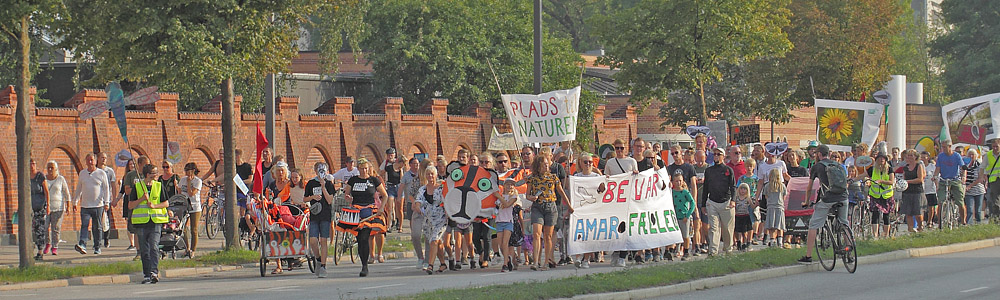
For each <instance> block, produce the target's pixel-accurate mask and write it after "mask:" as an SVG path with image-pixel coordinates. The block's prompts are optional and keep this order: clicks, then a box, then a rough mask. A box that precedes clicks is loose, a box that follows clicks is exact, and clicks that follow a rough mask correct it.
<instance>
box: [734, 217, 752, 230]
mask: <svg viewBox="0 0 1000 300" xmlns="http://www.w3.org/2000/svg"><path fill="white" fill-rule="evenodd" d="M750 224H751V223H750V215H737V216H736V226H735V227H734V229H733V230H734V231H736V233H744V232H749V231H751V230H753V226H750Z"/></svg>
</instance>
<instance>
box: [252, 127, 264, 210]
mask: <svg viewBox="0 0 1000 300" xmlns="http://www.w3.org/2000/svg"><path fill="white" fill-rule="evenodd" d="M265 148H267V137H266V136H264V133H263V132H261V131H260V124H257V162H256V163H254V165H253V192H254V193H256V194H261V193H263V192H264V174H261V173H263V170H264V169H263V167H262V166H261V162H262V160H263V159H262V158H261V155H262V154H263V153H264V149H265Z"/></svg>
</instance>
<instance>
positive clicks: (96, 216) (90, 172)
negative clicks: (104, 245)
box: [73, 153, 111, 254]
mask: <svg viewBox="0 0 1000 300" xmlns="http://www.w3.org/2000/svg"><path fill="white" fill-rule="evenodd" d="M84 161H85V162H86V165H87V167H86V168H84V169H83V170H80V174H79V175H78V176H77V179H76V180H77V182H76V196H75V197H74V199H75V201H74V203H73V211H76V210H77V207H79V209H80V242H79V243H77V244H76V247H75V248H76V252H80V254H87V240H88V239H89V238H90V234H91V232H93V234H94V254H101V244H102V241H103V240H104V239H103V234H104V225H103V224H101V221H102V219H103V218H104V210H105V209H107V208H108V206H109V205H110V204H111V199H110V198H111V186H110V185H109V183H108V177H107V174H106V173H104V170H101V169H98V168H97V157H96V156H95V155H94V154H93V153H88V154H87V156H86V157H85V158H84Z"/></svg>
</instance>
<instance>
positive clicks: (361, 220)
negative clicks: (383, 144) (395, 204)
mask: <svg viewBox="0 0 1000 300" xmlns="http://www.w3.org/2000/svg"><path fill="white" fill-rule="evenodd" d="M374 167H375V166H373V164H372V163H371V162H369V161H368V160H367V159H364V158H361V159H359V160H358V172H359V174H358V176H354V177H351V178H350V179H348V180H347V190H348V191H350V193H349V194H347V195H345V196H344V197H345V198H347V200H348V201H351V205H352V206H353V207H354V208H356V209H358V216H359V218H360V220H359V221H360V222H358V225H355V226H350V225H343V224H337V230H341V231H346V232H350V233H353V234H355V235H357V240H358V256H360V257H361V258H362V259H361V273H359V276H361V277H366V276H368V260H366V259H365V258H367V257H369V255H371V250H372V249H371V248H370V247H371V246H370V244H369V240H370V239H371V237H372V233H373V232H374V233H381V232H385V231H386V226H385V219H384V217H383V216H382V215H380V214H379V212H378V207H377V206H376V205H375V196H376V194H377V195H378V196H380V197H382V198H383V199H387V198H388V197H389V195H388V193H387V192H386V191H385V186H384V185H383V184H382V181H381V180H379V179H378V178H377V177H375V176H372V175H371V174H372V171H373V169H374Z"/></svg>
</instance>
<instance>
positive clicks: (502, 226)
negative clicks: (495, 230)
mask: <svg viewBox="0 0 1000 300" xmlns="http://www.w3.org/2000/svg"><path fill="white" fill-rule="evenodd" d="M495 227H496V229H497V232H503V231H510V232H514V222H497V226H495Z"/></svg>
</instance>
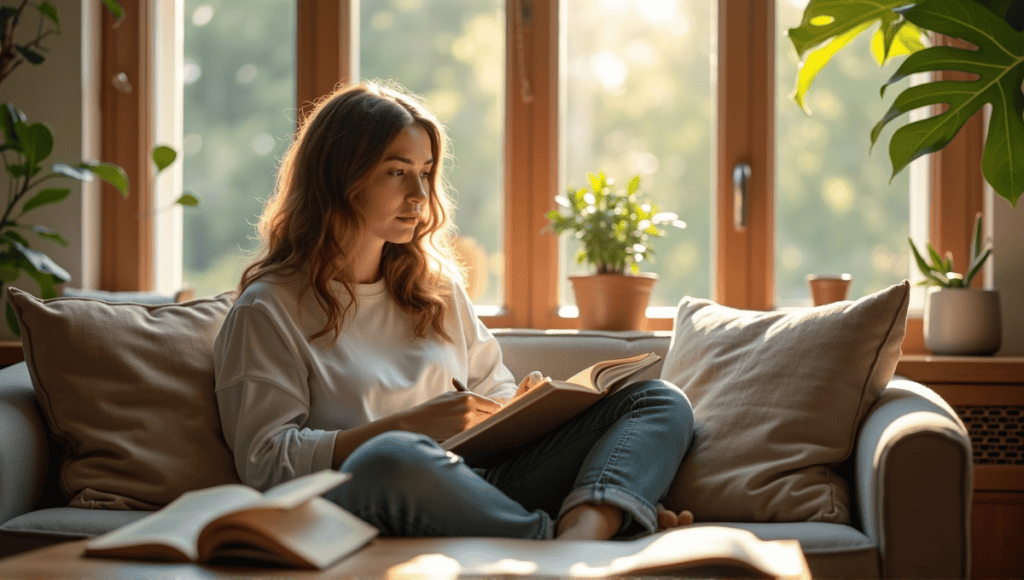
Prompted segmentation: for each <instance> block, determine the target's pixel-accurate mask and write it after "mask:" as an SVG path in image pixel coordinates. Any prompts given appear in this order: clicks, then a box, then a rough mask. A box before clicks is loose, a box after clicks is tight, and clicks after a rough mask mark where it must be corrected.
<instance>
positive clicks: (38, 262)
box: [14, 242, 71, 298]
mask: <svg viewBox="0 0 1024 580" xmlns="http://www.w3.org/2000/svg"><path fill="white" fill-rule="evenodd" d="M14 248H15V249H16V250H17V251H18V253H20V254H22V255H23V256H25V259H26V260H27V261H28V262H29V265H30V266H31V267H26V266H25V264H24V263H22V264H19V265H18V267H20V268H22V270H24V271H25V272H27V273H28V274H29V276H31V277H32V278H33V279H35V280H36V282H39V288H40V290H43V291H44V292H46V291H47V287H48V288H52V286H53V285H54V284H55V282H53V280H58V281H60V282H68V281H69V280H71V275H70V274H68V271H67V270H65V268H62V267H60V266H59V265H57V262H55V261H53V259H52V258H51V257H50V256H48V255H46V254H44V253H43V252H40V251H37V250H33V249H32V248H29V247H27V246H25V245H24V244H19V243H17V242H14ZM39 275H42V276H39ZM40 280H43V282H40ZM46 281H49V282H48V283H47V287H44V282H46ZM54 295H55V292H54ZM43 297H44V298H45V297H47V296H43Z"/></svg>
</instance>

- **The task**: Search the entries for the word "target" and show every line that has it.

- **Response below**:
For each <instance> block, produce the target's pixel-accurate mask and write it after "mask:" as an SVG path with image-pixel coordinates. The block's prompts are optional and keep this order: clicks, then a box, then a rough mask. A box that precedes clicks is loose, a box that follows clicks is exact, and clicks that follow a rough mask correct it.
Prompted segmentation: for each <instance> block, determine the target's pixel-accurate mask and write it after "mask:" as an SVG path in image pixel coordinates. Any prompts given appear in this order: clicks, then a box, then a rough mask. A box before clicks is loose, a box after clicks is tight, and clicks after a rough mask mark where it must be corrected.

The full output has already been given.